> PROVIDED RECORDS:
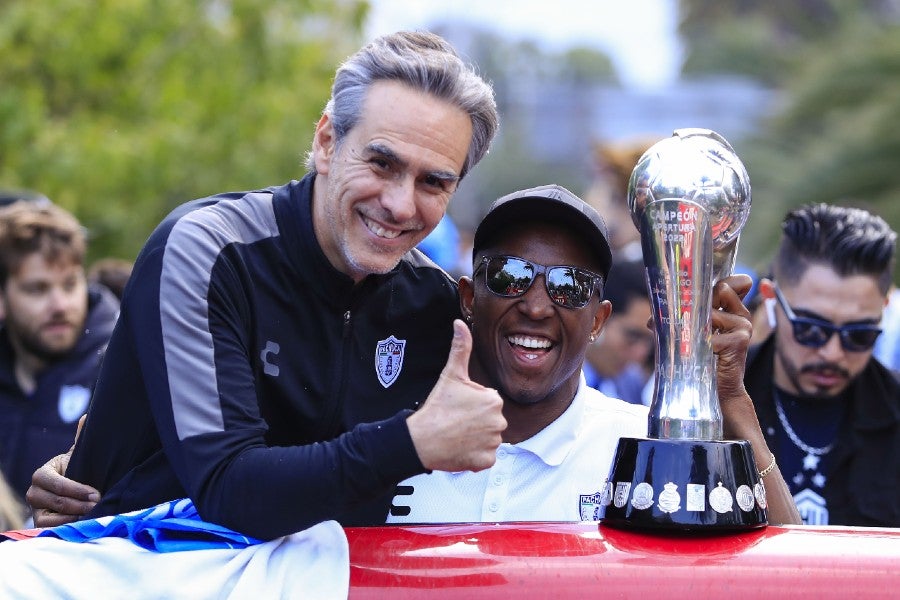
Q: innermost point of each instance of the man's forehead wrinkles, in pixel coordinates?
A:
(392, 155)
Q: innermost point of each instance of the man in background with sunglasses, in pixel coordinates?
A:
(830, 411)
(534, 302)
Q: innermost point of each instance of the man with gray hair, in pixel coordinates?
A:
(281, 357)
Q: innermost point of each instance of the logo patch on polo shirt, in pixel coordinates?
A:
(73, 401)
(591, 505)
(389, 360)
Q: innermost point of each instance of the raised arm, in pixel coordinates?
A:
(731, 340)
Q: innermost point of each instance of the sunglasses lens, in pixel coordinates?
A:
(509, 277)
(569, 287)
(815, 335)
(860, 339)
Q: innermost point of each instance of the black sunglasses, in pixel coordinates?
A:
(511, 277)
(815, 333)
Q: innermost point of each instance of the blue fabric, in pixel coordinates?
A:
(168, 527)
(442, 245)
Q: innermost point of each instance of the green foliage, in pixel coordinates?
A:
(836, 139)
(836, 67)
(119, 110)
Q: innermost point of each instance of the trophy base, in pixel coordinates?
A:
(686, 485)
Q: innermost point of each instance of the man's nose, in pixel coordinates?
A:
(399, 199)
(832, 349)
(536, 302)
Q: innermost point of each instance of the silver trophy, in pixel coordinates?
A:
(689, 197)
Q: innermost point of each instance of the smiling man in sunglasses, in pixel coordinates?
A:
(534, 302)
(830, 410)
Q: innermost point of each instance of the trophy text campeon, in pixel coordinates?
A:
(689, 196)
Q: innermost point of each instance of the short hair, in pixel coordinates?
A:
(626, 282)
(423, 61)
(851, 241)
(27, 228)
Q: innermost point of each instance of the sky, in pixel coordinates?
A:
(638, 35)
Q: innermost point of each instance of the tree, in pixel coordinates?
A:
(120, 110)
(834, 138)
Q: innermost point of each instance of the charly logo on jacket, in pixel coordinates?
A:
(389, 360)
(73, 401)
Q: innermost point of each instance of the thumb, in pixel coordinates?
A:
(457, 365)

---

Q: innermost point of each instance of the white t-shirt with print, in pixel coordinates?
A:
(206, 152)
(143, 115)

==

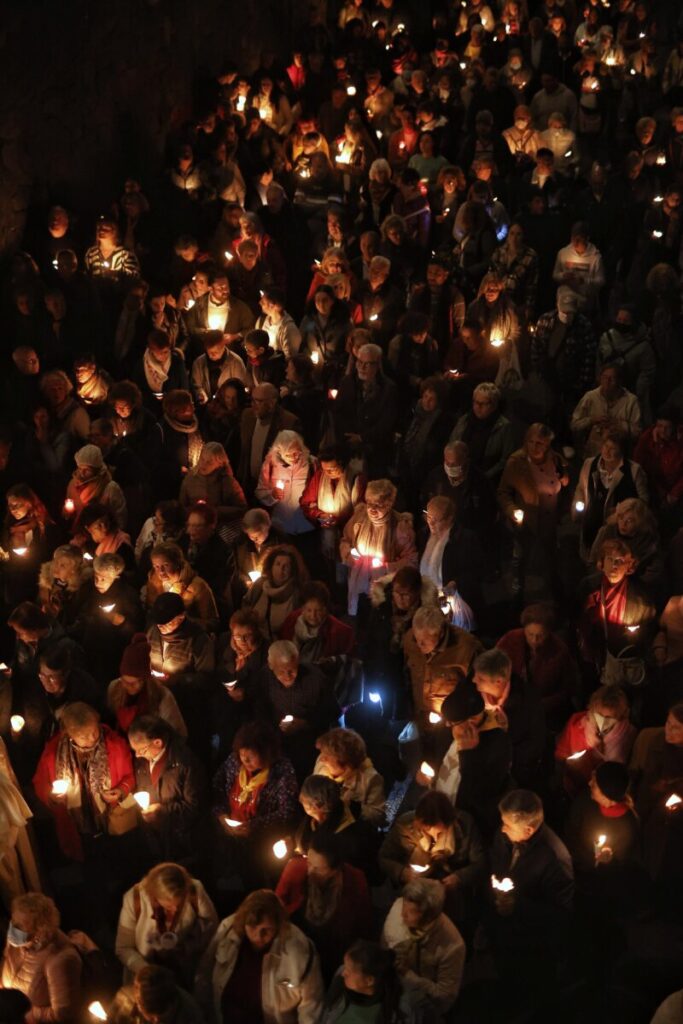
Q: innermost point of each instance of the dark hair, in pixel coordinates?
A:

> TASK TO CARRY OUT:
Scan the listing above for the word "trophy" and show each line where it is found.

> SOLUTION:
Q: innermost point of each instance of the trophy base, in pixel coordinates?
Q: innermost point of each instance of the silver trophy, in pixel coordinates?
Q: innermost point of each instance of the trophy text campeon, in pixel coordinates?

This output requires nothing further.